What to work on →
Every entry should be given again exactly, with nothing dropped.

Excerpted data →
-- Opening Marker --
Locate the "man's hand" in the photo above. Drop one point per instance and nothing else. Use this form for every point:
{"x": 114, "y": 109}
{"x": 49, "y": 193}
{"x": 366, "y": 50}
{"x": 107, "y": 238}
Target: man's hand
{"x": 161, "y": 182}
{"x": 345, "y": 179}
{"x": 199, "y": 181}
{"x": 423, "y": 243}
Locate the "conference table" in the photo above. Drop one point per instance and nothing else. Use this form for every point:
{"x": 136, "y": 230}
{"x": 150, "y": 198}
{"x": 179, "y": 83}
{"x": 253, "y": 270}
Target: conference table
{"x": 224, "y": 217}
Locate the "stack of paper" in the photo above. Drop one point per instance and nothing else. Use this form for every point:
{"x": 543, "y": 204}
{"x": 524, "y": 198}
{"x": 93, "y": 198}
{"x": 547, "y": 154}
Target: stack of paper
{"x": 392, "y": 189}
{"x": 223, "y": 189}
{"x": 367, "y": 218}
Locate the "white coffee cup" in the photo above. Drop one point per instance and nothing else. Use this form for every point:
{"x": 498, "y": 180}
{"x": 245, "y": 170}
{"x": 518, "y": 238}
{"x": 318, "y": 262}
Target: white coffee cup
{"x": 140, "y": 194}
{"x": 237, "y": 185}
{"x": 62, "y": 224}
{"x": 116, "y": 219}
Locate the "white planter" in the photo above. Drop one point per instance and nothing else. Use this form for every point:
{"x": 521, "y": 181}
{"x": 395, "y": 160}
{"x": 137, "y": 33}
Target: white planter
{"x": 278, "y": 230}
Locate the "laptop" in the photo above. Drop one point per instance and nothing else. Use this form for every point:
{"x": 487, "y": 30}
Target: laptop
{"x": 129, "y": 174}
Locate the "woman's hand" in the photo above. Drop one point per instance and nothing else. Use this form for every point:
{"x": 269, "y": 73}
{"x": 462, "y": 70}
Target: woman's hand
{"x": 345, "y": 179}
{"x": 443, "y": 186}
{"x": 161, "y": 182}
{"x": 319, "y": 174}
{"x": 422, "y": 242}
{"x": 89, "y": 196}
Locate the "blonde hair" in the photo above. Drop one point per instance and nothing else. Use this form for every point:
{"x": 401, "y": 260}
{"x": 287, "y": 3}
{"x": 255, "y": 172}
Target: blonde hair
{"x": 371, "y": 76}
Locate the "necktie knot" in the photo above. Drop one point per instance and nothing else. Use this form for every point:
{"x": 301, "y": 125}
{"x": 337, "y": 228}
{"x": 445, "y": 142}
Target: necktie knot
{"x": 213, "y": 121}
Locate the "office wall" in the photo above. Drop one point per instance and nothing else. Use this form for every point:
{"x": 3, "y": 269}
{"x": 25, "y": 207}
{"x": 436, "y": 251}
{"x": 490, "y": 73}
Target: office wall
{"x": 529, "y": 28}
-- Closing Marker --
Exercise solution →
Locate the "man's hand" in the photo above. Drop one point per instance and nothing else. Use this form for every point:
{"x": 114, "y": 109}
{"x": 49, "y": 193}
{"x": 366, "y": 50}
{"x": 107, "y": 238}
Target: man's hand
{"x": 161, "y": 182}
{"x": 345, "y": 179}
{"x": 199, "y": 181}
{"x": 423, "y": 243}
Locate the "conference table" in the photo above. Drop one point per instance and nothing else. Use this form for every point:
{"x": 136, "y": 230}
{"x": 150, "y": 198}
{"x": 179, "y": 83}
{"x": 253, "y": 270}
Target: conference table
{"x": 224, "y": 217}
Locate the "stack of paper" in the photo above. Drop one point per instance and nothing else. Use this form for every point:
{"x": 543, "y": 204}
{"x": 524, "y": 198}
{"x": 93, "y": 198}
{"x": 547, "y": 154}
Target: stack of paper
{"x": 392, "y": 189}
{"x": 223, "y": 189}
{"x": 367, "y": 218}
Locate the "white coffee cup" in the photo above. Drop one point per instance and nothing else. Use this form for every point:
{"x": 498, "y": 180}
{"x": 245, "y": 170}
{"x": 518, "y": 238}
{"x": 318, "y": 262}
Target: white coffee cup
{"x": 140, "y": 194}
{"x": 237, "y": 185}
{"x": 62, "y": 224}
{"x": 116, "y": 219}
Locate the "white planter" in the photo above. Drop one point per instance and nothing else. Use this form for every point:
{"x": 521, "y": 181}
{"x": 395, "y": 160}
{"x": 137, "y": 33}
Target: white planter
{"x": 278, "y": 230}
Locate the "laptop" in the photo above. Drop one point per instance and nothing else. Use this form for every point:
{"x": 487, "y": 30}
Target: laptop
{"x": 129, "y": 174}
Locate the "woman's hand" in the photo above. Drop one point per instance and nothing else. Use this form for every point:
{"x": 269, "y": 73}
{"x": 462, "y": 70}
Target: woman's hand
{"x": 345, "y": 179}
{"x": 443, "y": 186}
{"x": 161, "y": 182}
{"x": 319, "y": 174}
{"x": 422, "y": 242}
{"x": 89, "y": 196}
Locate the "blonde hair" in the photo above. Drop one point per instance and nothing else. Use this form for every point:
{"x": 401, "y": 260}
{"x": 287, "y": 3}
{"x": 255, "y": 172}
Target: blonde hair
{"x": 371, "y": 76}
Locate the "necktie knot" in the photo above. Drop one point per instance and nothing else. Use this form for every point:
{"x": 301, "y": 125}
{"x": 337, "y": 228}
{"x": 445, "y": 142}
Target: necktie knot
{"x": 213, "y": 121}
Locate the "office wall" in the photo above. Drop one point per instance and nothing else. Use this form for every point:
{"x": 3, "y": 269}
{"x": 25, "y": 207}
{"x": 436, "y": 251}
{"x": 490, "y": 73}
Target: office wall
{"x": 529, "y": 28}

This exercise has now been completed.